- TASK REQUIREMENTS: Transcribe the passage on Air Force satellite launches, starting at "The Air Force’s Rocket" and ending at "responsive launch capabilities.".

- PROVIDED PASSAGE:
━━━━━━━━━━
In the past, launches largely fell into two categories: big, expensive satellites requiring extremely reliable rides and smaller satellites on slightly riskier rockets. In the future, the U.S. Air Force will launch satellites of all different sizes for customers with varying degrees of risk tolerance.

“The space vehicles we are going to be required to lift are going to be across this entire spectrum,” said Col. Jon Strizzi, chief engineer for the Air Force Space and Missile Systems Center’s Launch Directorate. “We’ll have to adapt.”

In spite of rapid pace of change in commercial and military space, the Air Force is committed to maintaining many of the processes that have made its launches successful to date, Strizzi said May 22 at the Space Tech Expo here. “As we move in to the future with new ways to produce things, operate them, different commercial landscapes, different military landscapes keeping the secret sauce for our success is going to be an interesting opportunity. We will work closely with our launch providers to do it.”

Through the Evolved Expendable Launch Vehicle program, the Air Force has sent more than $50 billion in assets into orbit on 72 successful launches, Strizzi said.

The Air Force’s Rocket Systems Launch Program, which is geared to smaller satellites traveling on orbital or suborbital rockets, has flown more than 700 payloads for various research and development, and technology demonstration missions, Strizzi said.

Strizzi said a key ingredient of the Air Force’s success has been its intimate knowledge of how each rockets is designed, tested, fabricated and operated.

Air Force leaders often discuss the need for innovation and agility in addressing challenges posed by potential adversaries. Those goals are pushing the Air Force toward smaller satellites and more responsive launch capabilities.

To meet the often conflicting requirements for speed and mission assurance, the Air Force is exploring greater use of parts that do not meet military standards, additive manufacturing, new propellants, collaboration with NASA and the National Reconnaissance Office, and combining the best practices of traditional space programs with elements of commercial “new space,” Strizzi said.

“We hustle but we do not hurry or rush,” he said. “We are not running with scissors. We do all the right steps along the way to ensure high reliability.”
━━━━━━━━━━
- RAW RECORDS:
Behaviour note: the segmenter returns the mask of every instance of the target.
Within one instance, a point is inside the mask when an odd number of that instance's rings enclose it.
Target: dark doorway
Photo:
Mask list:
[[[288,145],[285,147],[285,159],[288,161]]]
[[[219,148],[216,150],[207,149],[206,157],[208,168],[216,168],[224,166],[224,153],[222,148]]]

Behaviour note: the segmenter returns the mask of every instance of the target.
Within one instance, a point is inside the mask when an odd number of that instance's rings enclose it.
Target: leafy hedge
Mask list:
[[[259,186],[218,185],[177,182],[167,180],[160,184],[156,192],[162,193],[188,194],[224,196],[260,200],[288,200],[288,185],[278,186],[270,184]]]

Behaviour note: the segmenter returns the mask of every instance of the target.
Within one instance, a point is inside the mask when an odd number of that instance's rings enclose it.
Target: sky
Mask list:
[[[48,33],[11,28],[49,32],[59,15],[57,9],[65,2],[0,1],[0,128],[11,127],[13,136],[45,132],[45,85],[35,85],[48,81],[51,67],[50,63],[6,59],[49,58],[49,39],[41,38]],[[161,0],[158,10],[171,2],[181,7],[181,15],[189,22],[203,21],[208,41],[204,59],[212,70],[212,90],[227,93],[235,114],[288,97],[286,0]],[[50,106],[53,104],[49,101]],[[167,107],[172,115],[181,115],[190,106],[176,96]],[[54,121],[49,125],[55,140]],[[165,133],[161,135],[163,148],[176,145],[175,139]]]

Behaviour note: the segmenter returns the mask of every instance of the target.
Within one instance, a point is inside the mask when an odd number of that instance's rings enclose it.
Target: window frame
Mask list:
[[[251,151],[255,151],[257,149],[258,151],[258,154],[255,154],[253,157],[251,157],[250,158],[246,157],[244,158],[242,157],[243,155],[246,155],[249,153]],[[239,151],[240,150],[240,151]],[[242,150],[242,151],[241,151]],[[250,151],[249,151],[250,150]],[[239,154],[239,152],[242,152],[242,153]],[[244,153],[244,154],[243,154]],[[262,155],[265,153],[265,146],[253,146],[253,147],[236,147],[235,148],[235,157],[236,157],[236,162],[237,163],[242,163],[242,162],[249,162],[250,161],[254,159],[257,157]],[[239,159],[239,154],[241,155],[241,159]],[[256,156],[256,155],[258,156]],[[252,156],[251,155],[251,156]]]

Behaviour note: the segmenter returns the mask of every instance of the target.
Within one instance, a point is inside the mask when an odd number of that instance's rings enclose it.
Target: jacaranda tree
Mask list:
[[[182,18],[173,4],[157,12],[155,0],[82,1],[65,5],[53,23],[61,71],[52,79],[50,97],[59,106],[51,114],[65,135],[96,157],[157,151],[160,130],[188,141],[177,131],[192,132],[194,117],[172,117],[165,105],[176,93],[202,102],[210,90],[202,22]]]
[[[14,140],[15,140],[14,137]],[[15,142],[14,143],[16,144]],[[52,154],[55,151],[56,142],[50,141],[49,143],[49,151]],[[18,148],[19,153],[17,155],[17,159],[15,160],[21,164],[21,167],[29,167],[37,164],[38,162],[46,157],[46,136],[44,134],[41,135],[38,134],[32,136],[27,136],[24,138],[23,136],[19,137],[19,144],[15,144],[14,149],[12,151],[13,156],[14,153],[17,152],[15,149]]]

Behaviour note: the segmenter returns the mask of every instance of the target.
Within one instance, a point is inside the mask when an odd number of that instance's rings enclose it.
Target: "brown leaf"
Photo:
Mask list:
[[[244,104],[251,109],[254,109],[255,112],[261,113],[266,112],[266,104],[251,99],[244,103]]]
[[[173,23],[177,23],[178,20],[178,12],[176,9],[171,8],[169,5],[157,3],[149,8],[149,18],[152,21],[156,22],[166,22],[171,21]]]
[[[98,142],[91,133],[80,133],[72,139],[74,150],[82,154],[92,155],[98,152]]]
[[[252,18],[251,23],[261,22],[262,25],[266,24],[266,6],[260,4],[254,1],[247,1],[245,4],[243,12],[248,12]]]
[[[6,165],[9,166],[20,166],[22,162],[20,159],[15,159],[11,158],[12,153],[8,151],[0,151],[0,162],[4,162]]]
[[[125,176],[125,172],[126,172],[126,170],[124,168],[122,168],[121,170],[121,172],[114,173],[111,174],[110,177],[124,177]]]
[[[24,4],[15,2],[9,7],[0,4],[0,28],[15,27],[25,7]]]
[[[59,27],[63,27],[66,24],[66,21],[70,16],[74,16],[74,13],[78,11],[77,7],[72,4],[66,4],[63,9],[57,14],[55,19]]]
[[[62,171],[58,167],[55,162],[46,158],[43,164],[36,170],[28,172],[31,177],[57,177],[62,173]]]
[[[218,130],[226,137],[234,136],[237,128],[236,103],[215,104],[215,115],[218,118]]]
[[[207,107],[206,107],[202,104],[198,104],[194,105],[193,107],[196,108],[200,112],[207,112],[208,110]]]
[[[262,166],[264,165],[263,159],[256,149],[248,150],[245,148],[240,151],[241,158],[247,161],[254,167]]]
━━━━━━━━━━
- RESPONSE TO THIS TASK:
The Air Force’s Rocket Systems Launch Program, which is geared to smaller satellites traveling on orbital or suborbital rockets, has flown more than 700 payloads for various research and development, and technology demonstration missions, Strizzi said.

Strizzi said a key ingredient of the Air Force’s success has been its intimate knowledge of how each rockets is designed, tested, fabricated and operated.

Air Force leaders often discuss the need for innovation and agility in addressing challenges posed by potential adversaries. Those goals are pushing the Air Force toward smaller satellites and more responsive launch capabilities.